== DATA LISTING ==

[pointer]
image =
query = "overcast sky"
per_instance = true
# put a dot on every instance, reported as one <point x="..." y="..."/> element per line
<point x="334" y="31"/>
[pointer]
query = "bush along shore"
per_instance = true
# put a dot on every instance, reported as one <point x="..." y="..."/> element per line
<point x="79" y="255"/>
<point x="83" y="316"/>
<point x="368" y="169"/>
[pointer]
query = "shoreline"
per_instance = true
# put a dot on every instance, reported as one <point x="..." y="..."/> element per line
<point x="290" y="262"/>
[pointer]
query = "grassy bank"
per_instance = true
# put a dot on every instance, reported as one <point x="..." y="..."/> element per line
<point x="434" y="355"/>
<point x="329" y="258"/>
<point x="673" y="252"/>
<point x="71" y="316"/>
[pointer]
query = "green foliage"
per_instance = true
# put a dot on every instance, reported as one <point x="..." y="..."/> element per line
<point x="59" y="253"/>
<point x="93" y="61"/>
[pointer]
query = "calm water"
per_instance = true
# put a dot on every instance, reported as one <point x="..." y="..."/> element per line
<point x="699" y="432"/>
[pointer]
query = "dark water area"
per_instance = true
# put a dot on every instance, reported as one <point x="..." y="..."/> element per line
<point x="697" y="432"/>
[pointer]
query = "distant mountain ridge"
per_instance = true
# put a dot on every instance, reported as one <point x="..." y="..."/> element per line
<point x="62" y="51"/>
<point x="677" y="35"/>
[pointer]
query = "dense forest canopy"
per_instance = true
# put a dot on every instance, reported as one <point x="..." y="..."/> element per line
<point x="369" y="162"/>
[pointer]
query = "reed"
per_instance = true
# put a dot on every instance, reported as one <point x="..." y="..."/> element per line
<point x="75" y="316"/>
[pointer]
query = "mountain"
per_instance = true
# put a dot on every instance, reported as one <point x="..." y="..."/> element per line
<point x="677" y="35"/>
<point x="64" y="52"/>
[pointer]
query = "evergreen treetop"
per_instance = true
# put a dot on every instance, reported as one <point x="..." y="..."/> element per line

===

- _REQUIRED TASK_
Copy down the material exactly as written.

- _RIGHT ANSWER_
[pointer]
image =
query = "overcast sky"
per_instance = true
# put a dot on every instance, reported as one <point x="..." y="..."/> element per line
<point x="334" y="31"/>
[pointer]
query = "bush along shore"
per_instance = true
# put a dot on every instance, reported as one <point x="..." y="..."/> element per line
<point x="79" y="255"/>
<point x="83" y="316"/>
<point x="368" y="169"/>
[pointer]
query = "shoreline"
per_instance = true
# put a dot on every instance, reported as one <point x="..." y="..."/> element per line
<point x="290" y="262"/>
[pointer]
query = "grassy bank"
per_instance = true
# put a dot on every instance, reported as one <point x="..." y="..."/> element per line
<point x="434" y="355"/>
<point x="329" y="258"/>
<point x="673" y="252"/>
<point x="71" y="316"/>
[pointer]
query = "green foliage"
per_instance = true
# put a dot on every instance, reported as one <point x="..." y="..."/> element per line
<point x="59" y="253"/>
<point x="93" y="61"/>
[pointer]
query = "calm water"
per_instance = true
# put a dot on every instance, reported as one <point x="..." y="..."/> element per line
<point x="699" y="432"/>
[pointer]
query = "dark water area"
per_instance = true
# put a dot on every instance, reported as one <point x="..." y="..."/> element per line
<point x="697" y="432"/>
[pointer]
query = "distant mountain ridge"
per_instance = true
# put a dot on every instance, reported as one <point x="..." y="..."/> element per line
<point x="62" y="51"/>
<point x="677" y="35"/>
[pointer]
query = "dense forest canopy"
per_instance = true
# put a dot on every instance, reported as one <point x="..." y="..."/> element per line
<point x="369" y="162"/>
[pointer]
query = "reed"
per_instance = true
# put a dot on every instance, reported as one <point x="..." y="..."/> element per line
<point x="75" y="316"/>
[pointer]
query = "mountain"
per_instance = true
# put a dot on every instance, reported as one <point x="..." y="..."/> element per line
<point x="677" y="35"/>
<point x="64" y="52"/>
[pointer]
query = "evergreen treetop"
per_instance = true
# put a dot on every instance, reported as one <point x="..." y="..."/> element per line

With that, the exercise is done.